INSTRUCTIONS FOR THE TASK: In the patch page below, which check is marked as failed?

[v5,4/8] net/ether: use bitops to speedup comparison

Message ID 20190624204435.29452-5-stephen@networkplumber.org (mailing list archive)
State Superseded, archived
Delegated to: Ferruh Yigit
Headers
Series net/ether: enhancements and optimizations |

Checks

Context Check Description
ci/checkpatch success coding style OK
ci/Intel-compilation fail Compilation issues

Commit Message

Stephen Hemminger June 24, 2019, 8:44 p.m. UTC
  Using bit operations like or and xor is faster than a loop
on all architectures. Really just explicit unrolling.

Similar cast to uint16 unaligned is already done in
other functions here.

Signed-off-by: Stephen Hemminger <stephen@networkplumber.org>
Reviewed-by: Andrew Rybchenko <arybchenko@solarflare.com>
---
 lib/librte_net/rte_ether.h | 17 +++++++----------
 1 file changed, 7 insertions(+), 10 deletions(-)
  

Comments

Olivier Matz July 2, 2019, 7:53 a.m. UTC | #1
Hi,

On Mon, Jun 24, 2019 at 01:44:31PM -0700, Stephen Hemminger wrote:
> Using bit operations like or and xor is faster than a loop
> on all architectures. Really just explicit unrolling.
> 
> Similar cast to uint16 unaligned is already done in
> other functions here.
> 
> Signed-off-by: Stephen Hemminger <stephen@networkplumber.org>
> Reviewed-by: Andrew Rybchenko <arybchenko@solarflare.com>
> ---
>  lib/librte_net/rte_ether.h | 17 +++++++----------
>  1 file changed, 7 insertions(+), 10 deletions(-)
> 
> diff --git a/lib/librte_net/rte_ether.h b/lib/librte_net/rte_ether.h
> index 8edc7e217b25..feb35a33c94b 100644
> --- a/lib/librte_net/rte_ether.h
> +++ b/lib/librte_net/rte_ether.h
> @@ -81,11 +81,10 @@ struct rte_ether_addr {
>  static inline int rte_is_same_ether_addr(const struct rte_ether_addr *ea1,
>  				     const struct rte_ether_addr *ea2)

EXTRACTED DATA:
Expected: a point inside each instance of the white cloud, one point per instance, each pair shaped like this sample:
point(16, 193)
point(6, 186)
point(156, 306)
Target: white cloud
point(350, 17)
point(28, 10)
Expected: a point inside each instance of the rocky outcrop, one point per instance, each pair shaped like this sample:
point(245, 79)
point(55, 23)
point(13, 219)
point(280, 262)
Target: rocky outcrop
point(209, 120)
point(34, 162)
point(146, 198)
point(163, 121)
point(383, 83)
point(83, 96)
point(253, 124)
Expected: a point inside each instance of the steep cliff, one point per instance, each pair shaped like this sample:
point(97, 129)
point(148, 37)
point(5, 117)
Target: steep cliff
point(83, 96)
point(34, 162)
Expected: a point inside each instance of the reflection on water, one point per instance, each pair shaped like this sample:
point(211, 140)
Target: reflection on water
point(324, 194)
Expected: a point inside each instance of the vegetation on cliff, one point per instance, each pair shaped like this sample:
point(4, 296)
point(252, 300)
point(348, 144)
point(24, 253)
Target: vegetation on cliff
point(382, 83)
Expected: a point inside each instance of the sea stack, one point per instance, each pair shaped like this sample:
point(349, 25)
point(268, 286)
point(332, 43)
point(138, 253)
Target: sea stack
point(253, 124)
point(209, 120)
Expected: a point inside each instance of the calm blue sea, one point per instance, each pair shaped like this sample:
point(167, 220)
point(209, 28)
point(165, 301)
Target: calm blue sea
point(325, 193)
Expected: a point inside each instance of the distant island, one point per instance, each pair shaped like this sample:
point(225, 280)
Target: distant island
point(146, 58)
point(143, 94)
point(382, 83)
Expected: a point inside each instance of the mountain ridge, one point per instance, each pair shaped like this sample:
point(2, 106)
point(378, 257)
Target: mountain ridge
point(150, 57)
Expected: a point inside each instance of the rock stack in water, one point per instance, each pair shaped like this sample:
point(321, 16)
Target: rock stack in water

SOLVED EXERCISE: The ci/Intel-compilation check failed, with the description "Compilation issues."